## Brano estratto
● ● ● ● ●
Credo che il punto di vista nuovo della nostra Fondazione, rispetto a questo mondo che cambia, si possa legare a questi due punti. Il primo è un’attenzione alla persona, ai bisogni che questa esprime. Il problema non è risolvere la fame nel mondo, il problema è l’esigenza di felicità che hanno quelle persone, che valore abbiamo le prospettive nella vita. Sono stato molto colpito, oggi, quando sono arrivato qua e la prima cosa che ho fatto è stato partecipare all’incontro in cui Rose spiegava l’attività che sta facendo in Uganda. Mi ha colpito questa cosa che lei dice ai ragazzi che incontra: “Voi avete un valore, tu hai un valore”. Ecco, forse non sarà la soluzione ai grandi problemi del mondo, ma di sicuro è un’attenzione alla singola persona che non ha nessuno. E allora, la nostra Fondazione è interessata a queste cose, a questo modo diverso di guardare alla vita di ciascuno.
E il secondo aspetto è il ruolo che le organizzazioni del Terzo Settore possono avere in questo modo nuovo di affrontare i grandi problemi. La visione della Fondazione per la Sussidiarietà è questa: l’applicazione del principio di sussidiarietà alla vita economica e sociale del nostro Paese e l’attenzione alle persone. Io mi sono andato a rileggere, per preparare questo incontro, la fonte sorgiva del principio di sussidiarietà, o almeno del modo con cui la nostra Fondazione guarda al principio di sussidiarietà, che è il modo con cui lo descrive la Dottrina Sociale della Chiesa. L’ho letto tante volte, ma rileggendolo in vista di questo incontro mi ha colpito per la sua chiarezza, perché descrive esattamente quale sia la provocazione aperta che la nostra Fondazione ha nello svolgere le sue attività, nel proporre soluzioni per i problemi. C’è questo passaggio, in cui la Dottrina Sociale della Chiesa dice: “E’ impossibile promuovere la dignità di una persona senza mostrare attenzione alla famiglia, ai gruppi, alle associazioni, alle realtà del territorio, in breve a tutto quell’aggregato di vita economica, sociale, culturale, sportiva, di ricreazione, professionale e politica che sono l’insieme delle attività a cui le persone dedicano la propria vita”. E mi ha colpito per la sua chiarezza, perché dice che non c’è possibilità di voler bene a una persona, di aiutarla nel suo cammino di vita, quindi di aiutarla, senza prestare attenzione alla rete di relazioni che questa persona ha. Mi ha colpito per la sua chiarezza, per la sua diversità rispetto a un modo oggi diventato prevalente di considerare il principio di sussidiarietà come delega tra livelli di Governo, come il fatto che se i servizi sono organizzati dai Comuni è meglio che se sono organizzati dalle Regioni piuttosto che dallo Stato. E’ un aspetto importante del principio di sussidiarietà, ma non coglie quell’aspetto su cui invece la Dottrina Sociale della Chiesa è così chiara.
● ● ● ● ●
## Record elencati
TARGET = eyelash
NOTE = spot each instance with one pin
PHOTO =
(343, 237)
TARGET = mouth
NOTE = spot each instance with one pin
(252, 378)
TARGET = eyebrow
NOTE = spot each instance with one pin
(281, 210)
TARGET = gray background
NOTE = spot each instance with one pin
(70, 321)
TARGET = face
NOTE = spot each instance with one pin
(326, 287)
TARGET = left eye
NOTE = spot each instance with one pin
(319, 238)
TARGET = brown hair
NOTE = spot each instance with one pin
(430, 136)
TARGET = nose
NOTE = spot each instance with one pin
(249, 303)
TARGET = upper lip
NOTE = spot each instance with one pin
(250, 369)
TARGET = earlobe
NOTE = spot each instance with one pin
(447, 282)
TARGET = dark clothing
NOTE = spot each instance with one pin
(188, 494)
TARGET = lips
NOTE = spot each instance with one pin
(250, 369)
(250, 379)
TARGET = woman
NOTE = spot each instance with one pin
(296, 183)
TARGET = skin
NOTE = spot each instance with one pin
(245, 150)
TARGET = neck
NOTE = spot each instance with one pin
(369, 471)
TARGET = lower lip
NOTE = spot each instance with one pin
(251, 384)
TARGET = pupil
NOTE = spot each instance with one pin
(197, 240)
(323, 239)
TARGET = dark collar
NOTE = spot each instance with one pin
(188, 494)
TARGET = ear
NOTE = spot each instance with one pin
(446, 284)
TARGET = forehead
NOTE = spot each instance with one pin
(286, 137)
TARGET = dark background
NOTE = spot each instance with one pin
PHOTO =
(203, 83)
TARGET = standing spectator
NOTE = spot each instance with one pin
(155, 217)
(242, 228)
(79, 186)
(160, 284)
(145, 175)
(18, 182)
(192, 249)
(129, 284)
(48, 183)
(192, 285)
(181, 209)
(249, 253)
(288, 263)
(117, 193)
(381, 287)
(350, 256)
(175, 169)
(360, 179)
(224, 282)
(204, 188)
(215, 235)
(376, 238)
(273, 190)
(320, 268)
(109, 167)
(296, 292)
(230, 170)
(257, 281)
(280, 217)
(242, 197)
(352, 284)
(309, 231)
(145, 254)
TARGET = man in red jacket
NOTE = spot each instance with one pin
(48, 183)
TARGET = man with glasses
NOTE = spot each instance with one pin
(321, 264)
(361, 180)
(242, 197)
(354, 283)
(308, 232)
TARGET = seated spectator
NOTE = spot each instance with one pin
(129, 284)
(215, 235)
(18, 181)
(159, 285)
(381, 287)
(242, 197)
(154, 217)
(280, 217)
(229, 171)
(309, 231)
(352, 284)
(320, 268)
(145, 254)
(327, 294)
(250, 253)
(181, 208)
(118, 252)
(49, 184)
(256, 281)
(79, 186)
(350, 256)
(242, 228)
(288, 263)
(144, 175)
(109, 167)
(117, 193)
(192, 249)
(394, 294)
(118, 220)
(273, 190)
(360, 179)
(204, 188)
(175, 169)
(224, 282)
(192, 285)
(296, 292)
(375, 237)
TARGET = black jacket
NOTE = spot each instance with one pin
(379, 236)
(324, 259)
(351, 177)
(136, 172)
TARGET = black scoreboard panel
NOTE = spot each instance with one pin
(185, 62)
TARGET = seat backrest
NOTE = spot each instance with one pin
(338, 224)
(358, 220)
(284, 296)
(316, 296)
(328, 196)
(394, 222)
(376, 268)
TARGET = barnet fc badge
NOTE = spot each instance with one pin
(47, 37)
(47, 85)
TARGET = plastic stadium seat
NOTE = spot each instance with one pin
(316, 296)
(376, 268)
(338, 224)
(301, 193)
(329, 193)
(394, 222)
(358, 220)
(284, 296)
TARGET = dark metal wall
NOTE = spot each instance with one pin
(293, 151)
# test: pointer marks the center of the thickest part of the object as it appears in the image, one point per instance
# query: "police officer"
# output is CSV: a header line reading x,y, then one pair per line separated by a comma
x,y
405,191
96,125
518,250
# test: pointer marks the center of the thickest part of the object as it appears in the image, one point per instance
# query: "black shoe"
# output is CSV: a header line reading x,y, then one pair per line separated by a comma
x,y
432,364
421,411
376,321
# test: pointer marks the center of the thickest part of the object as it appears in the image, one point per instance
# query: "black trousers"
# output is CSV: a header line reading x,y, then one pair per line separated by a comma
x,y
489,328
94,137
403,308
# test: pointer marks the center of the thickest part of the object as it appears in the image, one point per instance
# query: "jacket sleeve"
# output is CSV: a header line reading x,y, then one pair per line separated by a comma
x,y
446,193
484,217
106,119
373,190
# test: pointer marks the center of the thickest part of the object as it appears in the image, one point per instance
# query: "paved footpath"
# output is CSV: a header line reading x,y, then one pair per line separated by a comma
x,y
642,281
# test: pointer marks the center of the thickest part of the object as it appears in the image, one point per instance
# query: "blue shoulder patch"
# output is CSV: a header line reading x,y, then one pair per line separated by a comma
● ● ● ● ●
## Cosa fare
Riprendi per favore il brano sul principio di sussidiarietà e portalo avanti a partire dalla sua ultima frase. I record provengono da una fonte diversa.

## Risposta al compito
Credo che se dovessimo dire quale sia stato, in questi ultimi anni di attività, l’aspetto più interessante, per me, del collaborare con la Fondazione per la Sussidiarietà, direi questo: leggere l’applicazione del principio di sussidiarietà alla vita economica e sociale in questa chiave, che non è un problema di delega di attività ma è un problema di valorizzare ciascuna persona, ciascun gruppo di persone, ciascuna associazione, per quello che ha da dire. La modalità di questo seminario è emblematica di questa idea: ciascuna Fondazione ha da dire qualcosa su come possiamo affrontare e cercare di risolvere un problema. E allora, il modo migliore non è cercare una soluzione che vada bene per tutti, ma è valorizzare la soluzione che ciascuno porta.
Breve declinazione su quello che mi ha colpito nella nostra attività su welfare e istruzione. Sul welfare la cosa che ha particolarmente colpito me, che ho una famiglia giovane – siamo io, mia moglie, le figlie – é questo aspetto: il principio di reciprocità applicato nella realtà dice una cosa semplice ma rivoluzionaria allo stesso tempo. La cosa semplice è che ciascuna famiglia merita di avere la possibilità di fare le proprie scelte in relazione all’assistenza di cui ha bisogno. Viviamo in uno Stato, in un Paese dove il concetto di welfare è stato applicato in una delle sue massime espressioni, dove l’assistenza, il bisogno della mia famiglia non lo decido io ma un’autorità. Perché il bisogno della mia famiglia è uguale al bisogno della famiglia che vive di fianco alla mia porta, è uguale al bisogno della famiglia che vive dall’altra parte del paese, e così via. Invece non è così, perché ciascuno ha un bisogno diverso: e allora, l’applicazione concreta del principio di sussidiarietà dice una cosa semplice ma rivoluzionaria, che ciascuno merita di fare le proprie scelte in relazione al proprio bisogno.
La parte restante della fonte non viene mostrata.